§ **Given problem**
Filter the entries below and keep only the lines that contain the string "dark". Matching is case-sensitive.

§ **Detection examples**
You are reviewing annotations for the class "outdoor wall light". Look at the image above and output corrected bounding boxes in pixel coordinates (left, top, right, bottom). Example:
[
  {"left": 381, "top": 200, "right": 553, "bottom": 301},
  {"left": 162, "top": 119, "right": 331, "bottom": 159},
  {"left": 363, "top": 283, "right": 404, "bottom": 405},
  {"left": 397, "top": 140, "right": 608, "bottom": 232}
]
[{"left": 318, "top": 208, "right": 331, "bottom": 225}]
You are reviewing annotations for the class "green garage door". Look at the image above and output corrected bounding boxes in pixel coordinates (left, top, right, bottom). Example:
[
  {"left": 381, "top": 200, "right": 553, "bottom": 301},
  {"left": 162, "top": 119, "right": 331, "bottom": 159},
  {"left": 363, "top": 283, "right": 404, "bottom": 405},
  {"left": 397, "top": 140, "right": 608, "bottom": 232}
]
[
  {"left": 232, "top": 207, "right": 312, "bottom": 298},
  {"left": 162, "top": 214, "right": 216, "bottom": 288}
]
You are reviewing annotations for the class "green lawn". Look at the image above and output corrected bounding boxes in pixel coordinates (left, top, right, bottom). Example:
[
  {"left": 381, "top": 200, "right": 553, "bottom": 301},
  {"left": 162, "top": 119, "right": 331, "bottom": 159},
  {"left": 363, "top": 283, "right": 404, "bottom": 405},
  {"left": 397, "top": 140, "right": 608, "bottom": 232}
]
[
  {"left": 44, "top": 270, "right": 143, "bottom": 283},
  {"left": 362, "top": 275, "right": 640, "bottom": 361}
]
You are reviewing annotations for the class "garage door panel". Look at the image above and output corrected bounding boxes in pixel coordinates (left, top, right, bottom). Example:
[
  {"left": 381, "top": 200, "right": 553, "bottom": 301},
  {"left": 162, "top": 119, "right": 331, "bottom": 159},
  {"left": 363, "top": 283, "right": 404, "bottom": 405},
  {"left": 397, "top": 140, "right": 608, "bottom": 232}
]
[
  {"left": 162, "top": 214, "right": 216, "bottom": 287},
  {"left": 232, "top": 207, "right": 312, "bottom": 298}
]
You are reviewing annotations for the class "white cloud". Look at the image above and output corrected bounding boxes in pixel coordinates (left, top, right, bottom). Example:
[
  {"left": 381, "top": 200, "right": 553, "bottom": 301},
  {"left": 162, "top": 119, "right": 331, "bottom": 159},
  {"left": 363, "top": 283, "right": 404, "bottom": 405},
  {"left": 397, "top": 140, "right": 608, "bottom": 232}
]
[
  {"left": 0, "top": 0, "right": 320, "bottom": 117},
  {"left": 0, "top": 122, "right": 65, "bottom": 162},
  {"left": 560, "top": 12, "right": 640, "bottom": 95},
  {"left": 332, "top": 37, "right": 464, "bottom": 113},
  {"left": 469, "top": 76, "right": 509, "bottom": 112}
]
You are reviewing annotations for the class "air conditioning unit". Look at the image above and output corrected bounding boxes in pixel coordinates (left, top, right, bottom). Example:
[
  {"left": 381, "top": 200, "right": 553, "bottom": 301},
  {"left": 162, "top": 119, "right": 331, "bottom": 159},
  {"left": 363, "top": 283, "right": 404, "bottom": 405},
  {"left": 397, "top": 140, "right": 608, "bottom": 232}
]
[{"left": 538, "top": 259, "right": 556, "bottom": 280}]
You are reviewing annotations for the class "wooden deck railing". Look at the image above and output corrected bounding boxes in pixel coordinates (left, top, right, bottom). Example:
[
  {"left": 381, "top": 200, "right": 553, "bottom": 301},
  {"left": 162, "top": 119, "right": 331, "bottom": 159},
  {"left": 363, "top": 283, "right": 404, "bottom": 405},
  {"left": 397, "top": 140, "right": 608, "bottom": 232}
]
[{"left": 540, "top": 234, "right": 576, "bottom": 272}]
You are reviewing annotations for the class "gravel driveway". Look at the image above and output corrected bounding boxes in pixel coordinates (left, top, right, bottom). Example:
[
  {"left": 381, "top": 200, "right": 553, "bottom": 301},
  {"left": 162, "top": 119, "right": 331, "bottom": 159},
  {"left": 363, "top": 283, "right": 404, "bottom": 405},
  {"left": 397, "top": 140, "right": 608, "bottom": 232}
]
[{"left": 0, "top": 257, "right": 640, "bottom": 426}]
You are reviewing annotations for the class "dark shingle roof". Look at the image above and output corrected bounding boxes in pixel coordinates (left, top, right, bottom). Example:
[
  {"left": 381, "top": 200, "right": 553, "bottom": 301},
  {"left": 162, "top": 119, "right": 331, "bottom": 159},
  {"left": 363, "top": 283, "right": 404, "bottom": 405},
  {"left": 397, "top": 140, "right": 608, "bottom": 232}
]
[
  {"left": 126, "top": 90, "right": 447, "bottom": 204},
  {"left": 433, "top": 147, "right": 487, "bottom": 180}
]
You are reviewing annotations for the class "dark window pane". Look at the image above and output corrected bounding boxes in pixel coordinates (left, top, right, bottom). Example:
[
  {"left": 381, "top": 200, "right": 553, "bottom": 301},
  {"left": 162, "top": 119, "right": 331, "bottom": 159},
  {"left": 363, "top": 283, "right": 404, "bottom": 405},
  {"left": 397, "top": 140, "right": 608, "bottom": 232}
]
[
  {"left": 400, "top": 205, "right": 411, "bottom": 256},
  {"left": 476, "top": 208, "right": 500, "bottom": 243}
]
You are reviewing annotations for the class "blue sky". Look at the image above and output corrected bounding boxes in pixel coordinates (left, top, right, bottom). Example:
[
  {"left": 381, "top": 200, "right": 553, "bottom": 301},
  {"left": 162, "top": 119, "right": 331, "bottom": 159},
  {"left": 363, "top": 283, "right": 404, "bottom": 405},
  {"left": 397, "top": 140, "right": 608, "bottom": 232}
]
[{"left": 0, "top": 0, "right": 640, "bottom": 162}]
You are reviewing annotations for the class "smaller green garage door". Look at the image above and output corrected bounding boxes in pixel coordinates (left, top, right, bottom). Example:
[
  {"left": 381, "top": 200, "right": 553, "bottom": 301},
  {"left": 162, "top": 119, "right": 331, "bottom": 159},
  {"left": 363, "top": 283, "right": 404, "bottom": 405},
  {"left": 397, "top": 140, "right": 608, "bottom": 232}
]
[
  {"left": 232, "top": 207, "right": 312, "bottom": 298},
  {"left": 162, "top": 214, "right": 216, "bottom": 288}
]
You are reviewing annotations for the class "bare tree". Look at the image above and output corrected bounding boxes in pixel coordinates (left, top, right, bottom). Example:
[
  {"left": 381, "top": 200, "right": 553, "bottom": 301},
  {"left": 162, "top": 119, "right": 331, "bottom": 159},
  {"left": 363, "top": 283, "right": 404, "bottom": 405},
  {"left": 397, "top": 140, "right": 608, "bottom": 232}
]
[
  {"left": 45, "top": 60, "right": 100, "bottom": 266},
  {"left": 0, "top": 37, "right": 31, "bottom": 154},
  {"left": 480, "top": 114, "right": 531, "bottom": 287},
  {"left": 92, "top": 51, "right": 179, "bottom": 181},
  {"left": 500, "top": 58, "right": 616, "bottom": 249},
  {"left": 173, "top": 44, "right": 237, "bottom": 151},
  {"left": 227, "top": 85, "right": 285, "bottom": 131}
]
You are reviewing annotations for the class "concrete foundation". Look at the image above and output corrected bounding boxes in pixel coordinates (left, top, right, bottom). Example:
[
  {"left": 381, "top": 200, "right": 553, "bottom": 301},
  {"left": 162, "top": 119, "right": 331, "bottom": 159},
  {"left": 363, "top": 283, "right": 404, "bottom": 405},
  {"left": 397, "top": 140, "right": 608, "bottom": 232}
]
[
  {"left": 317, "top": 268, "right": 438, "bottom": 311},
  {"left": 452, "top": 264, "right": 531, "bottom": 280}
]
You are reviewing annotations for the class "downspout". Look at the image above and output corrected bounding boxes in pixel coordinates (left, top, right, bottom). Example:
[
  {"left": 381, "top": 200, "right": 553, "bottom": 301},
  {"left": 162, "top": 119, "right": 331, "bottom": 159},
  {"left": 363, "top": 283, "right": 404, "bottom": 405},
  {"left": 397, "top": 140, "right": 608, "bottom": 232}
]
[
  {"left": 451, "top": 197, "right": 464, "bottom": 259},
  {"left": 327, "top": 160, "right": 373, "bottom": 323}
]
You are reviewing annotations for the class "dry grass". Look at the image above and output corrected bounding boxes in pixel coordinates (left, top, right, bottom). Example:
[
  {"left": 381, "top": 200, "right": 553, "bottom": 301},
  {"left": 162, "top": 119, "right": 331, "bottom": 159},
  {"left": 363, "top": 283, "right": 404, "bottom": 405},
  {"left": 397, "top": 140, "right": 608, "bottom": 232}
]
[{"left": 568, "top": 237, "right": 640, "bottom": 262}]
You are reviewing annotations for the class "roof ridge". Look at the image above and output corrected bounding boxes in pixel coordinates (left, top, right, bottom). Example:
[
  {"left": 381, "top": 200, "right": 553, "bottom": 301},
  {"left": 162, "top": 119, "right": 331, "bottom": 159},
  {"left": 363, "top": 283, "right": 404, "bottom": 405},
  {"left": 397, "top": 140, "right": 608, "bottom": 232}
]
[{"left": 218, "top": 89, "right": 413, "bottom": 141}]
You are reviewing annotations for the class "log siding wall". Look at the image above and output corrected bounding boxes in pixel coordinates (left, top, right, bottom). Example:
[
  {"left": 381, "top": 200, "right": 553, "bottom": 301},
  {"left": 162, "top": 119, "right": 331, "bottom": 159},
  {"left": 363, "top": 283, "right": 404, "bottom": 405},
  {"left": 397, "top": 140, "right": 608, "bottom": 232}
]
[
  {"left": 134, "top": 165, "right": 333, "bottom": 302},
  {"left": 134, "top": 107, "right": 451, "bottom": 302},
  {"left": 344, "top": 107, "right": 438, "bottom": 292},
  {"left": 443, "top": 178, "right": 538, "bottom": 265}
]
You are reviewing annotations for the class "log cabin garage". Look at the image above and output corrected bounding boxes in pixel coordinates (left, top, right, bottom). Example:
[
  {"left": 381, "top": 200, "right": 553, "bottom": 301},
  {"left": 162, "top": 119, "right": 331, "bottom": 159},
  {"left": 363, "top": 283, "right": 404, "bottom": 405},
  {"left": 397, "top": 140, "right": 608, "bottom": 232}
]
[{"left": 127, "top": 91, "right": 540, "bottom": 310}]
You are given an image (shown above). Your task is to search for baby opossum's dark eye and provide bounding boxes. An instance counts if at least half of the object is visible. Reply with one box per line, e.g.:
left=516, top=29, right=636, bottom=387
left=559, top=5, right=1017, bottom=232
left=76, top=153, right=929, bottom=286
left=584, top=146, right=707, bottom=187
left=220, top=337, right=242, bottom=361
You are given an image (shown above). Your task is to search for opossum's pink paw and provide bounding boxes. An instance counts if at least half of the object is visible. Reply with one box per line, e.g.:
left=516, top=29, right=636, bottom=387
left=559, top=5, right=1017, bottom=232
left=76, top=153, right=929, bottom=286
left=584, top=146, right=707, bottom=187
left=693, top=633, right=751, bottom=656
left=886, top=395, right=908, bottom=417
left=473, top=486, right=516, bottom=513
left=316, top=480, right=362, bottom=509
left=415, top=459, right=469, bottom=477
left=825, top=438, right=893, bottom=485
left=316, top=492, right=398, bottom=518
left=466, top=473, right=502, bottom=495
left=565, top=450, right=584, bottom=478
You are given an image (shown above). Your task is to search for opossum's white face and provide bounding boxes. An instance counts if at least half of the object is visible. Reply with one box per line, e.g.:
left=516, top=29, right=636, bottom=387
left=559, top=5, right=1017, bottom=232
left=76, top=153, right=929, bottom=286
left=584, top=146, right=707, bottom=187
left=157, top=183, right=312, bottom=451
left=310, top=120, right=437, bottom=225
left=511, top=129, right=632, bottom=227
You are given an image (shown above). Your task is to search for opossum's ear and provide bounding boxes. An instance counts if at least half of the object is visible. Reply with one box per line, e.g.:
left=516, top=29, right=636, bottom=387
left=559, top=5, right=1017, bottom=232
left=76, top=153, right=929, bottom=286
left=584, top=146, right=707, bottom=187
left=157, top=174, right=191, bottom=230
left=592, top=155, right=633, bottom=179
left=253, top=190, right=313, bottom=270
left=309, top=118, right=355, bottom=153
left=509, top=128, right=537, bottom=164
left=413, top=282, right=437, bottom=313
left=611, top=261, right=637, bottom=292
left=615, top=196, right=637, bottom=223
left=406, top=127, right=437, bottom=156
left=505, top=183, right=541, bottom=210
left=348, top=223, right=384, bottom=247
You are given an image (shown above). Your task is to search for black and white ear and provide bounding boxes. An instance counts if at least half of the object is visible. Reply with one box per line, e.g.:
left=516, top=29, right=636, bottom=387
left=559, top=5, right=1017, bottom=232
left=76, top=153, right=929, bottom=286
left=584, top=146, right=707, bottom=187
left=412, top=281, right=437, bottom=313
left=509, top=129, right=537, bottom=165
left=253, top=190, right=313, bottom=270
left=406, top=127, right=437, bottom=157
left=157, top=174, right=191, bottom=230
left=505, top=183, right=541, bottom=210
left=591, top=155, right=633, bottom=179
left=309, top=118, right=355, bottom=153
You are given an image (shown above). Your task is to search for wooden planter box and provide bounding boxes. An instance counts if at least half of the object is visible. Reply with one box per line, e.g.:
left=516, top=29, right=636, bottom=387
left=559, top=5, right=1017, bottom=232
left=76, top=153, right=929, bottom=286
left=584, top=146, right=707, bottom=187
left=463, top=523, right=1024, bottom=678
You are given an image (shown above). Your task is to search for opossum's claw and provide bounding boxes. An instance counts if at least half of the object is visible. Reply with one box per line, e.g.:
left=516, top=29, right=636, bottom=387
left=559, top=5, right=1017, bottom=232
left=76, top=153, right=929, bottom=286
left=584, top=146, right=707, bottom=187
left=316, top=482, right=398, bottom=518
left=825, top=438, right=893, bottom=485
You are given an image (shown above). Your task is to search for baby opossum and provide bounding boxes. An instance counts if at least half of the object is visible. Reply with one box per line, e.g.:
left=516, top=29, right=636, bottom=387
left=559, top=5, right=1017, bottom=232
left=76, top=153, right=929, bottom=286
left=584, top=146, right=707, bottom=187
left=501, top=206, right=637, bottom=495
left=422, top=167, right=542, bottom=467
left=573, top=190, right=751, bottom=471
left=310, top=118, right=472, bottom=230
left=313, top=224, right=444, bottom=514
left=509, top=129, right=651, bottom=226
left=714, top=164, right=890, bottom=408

§ **Solution**
You are reviewing annotations for the class "dark shingle roof". Look at the image above and output corrected bounding boxes in pixel coordinates (left, top, right, bottom). Example:
You are reviewing annotations for the class "dark window pane". Look at the image above and output corrected bounding boxes in pixel coordinates (left, top, right, bottom). Example:
You are given an image (shown above). Your task is to search for baby opossum's dark eye and provide bounding boxes. An instance counts if at least half of the object is visible. Reply with one box per line, e.g.:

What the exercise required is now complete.